[Part of a data file]
--
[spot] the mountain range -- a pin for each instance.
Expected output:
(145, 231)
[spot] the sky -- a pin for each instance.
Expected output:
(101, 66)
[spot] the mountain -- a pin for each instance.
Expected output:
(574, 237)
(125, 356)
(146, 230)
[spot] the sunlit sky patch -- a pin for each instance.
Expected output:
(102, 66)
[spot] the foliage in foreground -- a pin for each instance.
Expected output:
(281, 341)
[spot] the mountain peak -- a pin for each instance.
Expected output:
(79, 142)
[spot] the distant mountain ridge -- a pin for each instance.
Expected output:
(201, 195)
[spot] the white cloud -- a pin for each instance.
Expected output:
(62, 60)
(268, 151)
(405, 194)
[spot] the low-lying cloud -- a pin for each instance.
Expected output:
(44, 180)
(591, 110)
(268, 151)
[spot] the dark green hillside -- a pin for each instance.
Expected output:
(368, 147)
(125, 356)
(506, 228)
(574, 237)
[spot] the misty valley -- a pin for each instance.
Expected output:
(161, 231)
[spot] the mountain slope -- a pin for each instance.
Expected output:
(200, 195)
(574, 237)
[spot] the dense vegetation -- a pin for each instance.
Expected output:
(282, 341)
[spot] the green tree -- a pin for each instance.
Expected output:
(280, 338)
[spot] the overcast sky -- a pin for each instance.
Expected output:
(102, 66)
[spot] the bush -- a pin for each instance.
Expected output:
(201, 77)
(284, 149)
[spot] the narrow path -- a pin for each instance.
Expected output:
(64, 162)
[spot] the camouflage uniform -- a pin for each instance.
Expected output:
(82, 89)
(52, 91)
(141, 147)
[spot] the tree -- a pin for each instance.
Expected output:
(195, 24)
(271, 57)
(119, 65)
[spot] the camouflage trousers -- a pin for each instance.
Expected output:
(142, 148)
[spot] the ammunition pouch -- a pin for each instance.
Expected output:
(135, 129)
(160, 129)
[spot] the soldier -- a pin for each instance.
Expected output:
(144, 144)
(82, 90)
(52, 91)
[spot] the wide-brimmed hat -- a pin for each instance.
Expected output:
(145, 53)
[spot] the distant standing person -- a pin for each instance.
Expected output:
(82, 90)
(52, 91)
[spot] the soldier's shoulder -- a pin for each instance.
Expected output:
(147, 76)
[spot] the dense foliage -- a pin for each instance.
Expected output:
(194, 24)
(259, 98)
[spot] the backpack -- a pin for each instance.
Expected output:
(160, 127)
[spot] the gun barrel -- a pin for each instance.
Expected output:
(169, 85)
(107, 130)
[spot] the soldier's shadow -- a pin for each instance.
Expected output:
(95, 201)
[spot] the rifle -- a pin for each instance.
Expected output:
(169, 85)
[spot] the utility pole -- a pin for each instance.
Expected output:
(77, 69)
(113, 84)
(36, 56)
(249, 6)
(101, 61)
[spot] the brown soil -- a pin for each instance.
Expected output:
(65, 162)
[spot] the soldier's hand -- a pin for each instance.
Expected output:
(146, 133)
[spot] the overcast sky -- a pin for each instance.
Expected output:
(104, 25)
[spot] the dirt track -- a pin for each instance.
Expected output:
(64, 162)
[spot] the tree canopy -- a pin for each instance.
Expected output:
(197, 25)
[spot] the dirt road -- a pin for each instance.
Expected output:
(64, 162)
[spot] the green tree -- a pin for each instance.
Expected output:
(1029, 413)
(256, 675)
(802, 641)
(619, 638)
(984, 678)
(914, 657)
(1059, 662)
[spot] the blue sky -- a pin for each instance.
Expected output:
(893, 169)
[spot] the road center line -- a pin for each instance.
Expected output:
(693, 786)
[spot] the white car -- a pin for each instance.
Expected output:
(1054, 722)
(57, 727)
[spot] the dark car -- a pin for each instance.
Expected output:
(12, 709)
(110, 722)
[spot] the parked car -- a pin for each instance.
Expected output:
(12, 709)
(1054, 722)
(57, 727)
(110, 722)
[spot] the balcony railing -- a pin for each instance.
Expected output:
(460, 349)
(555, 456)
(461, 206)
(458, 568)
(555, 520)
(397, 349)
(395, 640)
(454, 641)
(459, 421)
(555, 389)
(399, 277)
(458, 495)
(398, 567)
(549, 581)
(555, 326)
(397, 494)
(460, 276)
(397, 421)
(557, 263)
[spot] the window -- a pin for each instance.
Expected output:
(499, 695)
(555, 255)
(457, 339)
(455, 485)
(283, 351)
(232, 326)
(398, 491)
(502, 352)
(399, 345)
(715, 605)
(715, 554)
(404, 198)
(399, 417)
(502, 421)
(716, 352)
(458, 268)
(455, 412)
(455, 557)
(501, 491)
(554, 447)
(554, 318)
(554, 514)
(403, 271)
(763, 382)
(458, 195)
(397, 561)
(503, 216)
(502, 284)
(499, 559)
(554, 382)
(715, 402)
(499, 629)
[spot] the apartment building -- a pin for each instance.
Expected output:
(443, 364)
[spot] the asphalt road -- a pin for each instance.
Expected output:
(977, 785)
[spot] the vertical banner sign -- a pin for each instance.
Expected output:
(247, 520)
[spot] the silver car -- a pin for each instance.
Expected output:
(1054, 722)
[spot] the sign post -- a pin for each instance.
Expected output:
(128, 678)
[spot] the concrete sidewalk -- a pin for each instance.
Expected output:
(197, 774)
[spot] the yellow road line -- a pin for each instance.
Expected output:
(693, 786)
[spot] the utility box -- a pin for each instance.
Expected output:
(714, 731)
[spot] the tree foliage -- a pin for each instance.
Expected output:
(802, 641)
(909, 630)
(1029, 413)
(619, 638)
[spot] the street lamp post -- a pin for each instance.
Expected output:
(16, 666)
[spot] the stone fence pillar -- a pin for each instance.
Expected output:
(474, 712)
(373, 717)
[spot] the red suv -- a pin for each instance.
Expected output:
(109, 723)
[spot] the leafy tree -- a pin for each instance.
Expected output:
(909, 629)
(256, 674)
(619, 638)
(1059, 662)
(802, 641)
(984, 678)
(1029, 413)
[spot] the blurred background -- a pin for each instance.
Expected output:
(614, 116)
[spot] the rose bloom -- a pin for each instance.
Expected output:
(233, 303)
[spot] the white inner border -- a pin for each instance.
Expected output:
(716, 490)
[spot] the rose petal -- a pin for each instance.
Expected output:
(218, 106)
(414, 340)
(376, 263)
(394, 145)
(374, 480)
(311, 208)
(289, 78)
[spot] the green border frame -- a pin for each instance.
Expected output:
--
Exercise
Reproduce, word for word, the part of the rows that opens with the line containing "[spot] the street" and closes with the last line of the rows, with both ends included.

Solution to this exercise
[spot] the street lamp post -- a pin for each instance.
Expected output:
(16, 666)
[spot] the stone fence pillar -- a pin for each instance.
Expected output:
(474, 712)
(373, 717)
[spot] the red suv -- a pin for each instance.
Expected output:
(109, 723)
[spot] the leafy tree -- a pin for each instance.
Expected output:
(909, 629)
(256, 674)
(619, 638)
(1059, 662)
(802, 641)
(984, 678)
(1029, 413)
[spot] the blurred background -- a pin for each instance.
Expected output:
(614, 116)
[spot] the rose bloom -- a pin for each instance.
Expected output:
(233, 303)
[spot] the white inner border -- a pin for each instance.
Expected output:
(716, 490)
[spot] the rose petal -- a pin for each instance.
Expected output:
(218, 106)
(414, 340)
(376, 263)
(394, 145)
(374, 480)
(311, 208)
(289, 78)
[spot] the green border frame -- a pin for each instance.
Expected output:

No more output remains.